TASK STATEMENT:
Quote all of the entries word for word.

DATA SUPPLIED:

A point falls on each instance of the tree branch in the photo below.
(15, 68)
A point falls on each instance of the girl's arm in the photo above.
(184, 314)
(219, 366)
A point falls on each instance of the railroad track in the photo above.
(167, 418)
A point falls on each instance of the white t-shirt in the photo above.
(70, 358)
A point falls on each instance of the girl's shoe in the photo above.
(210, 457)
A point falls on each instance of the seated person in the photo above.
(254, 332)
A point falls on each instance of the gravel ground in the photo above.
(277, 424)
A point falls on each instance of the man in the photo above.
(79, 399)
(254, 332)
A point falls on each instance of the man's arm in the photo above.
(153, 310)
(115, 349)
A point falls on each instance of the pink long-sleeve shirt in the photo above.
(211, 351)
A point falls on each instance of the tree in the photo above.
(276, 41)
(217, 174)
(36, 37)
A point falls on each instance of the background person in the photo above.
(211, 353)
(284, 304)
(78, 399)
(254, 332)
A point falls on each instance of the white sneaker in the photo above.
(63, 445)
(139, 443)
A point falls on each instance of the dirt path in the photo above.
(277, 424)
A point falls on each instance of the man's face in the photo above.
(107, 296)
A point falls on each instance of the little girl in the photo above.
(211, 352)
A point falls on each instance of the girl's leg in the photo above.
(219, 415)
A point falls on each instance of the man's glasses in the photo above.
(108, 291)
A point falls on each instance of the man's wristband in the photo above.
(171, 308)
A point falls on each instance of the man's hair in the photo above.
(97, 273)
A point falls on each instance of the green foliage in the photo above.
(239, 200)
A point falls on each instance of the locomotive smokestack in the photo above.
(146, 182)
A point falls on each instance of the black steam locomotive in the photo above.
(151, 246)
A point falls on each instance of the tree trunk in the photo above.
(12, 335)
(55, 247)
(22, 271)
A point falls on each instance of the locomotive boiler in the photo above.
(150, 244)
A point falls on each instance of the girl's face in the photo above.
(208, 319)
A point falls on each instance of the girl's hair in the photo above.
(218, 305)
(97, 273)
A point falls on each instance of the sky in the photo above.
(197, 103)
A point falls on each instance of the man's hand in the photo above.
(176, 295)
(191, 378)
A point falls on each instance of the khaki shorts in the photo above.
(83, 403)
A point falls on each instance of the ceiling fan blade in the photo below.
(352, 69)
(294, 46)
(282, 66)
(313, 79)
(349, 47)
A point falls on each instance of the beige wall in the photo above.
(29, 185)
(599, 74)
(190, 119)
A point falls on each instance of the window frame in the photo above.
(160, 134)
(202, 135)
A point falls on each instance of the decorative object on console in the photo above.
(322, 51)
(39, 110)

RESULT:
A point falls on each instance of the tree branch in the photo below.
(15, 68)
A point falls on each instance of the girl's arm in the photo above.
(184, 314)
(219, 366)
A point falls on each instance of the railroad track in the photo above.
(167, 418)
A point falls on each instance of the white t-shirt in the photo above.
(70, 358)
A point falls on each instance of the girl's shoe in the photo above.
(210, 457)
A point falls on each instance of the seated person in the photo above.
(254, 332)
A point falls on each instance of the gravel ground in the photo above.
(277, 424)
A point falls on each instance of the man in the photo above.
(79, 399)
(254, 332)
A point falls on each instance of the man's arm in the photo above.
(153, 310)
(115, 349)
A point falls on each instance of the pink long-sleeve shirt in the photo above.
(211, 351)
A point falls on each instance of the tree in the photo above.
(276, 41)
(217, 174)
(36, 37)
A point falls on each instance of the background person in the photo above.
(211, 353)
(284, 304)
(78, 399)
(254, 332)
A point falls on each instance of the white sneaker in the photo above.
(63, 445)
(139, 443)
A point falls on each instance of the dirt path in the photo above.
(277, 424)
A point falls on each instance of the man's face in the photo above.
(107, 296)
A point falls on each instance of the little girl in the photo above.
(211, 352)
A point falls on each instance of the girl's leg in the photo above.
(219, 415)
A point falls on each instance of the man's glasses in the photo above.
(108, 291)
A point falls on each instance of the man's wristband in the photo above.
(171, 308)
A point falls on each instance of the man's hair in the photo above.
(97, 273)
A point falls on each instance of the green foliage in the photo above.
(239, 200)
A point falls on each instance of the locomotive smokestack in the photo above.
(146, 182)
A point falls on each instance of the black steam locomotive in the photo above.
(151, 246)
A point falls on each instance of the tree trunk in the photo above.
(12, 335)
(55, 247)
(22, 271)
A point falls on each instance of the locomotive boiler in the photo above.
(150, 244)
A point falls on each instance of the girl's face in the photo above.
(208, 319)
A point falls on each instance of the girl's hair in the photo above.
(218, 305)
(97, 273)
A point falls on each instance of the sky in the photo above.
(197, 103)
A point falls on each instance of the man's hand in the photo above.
(176, 295)
(191, 378)
A point falls on each instance of the khaki shorts in the photo above.
(83, 403)
A point falls on each instance of the ceiling fan blade in the photo below.
(352, 69)
(294, 46)
(282, 66)
(313, 79)
(349, 47)
A point falls on each instance of the beige wall in the photo above.
(29, 185)
(599, 74)
(190, 119)
A point falls on each instance of the window frame in the photo above.
(160, 134)
(202, 135)
A point falls on each instance of the decorative object on console in the photo above.
(322, 51)
(39, 110)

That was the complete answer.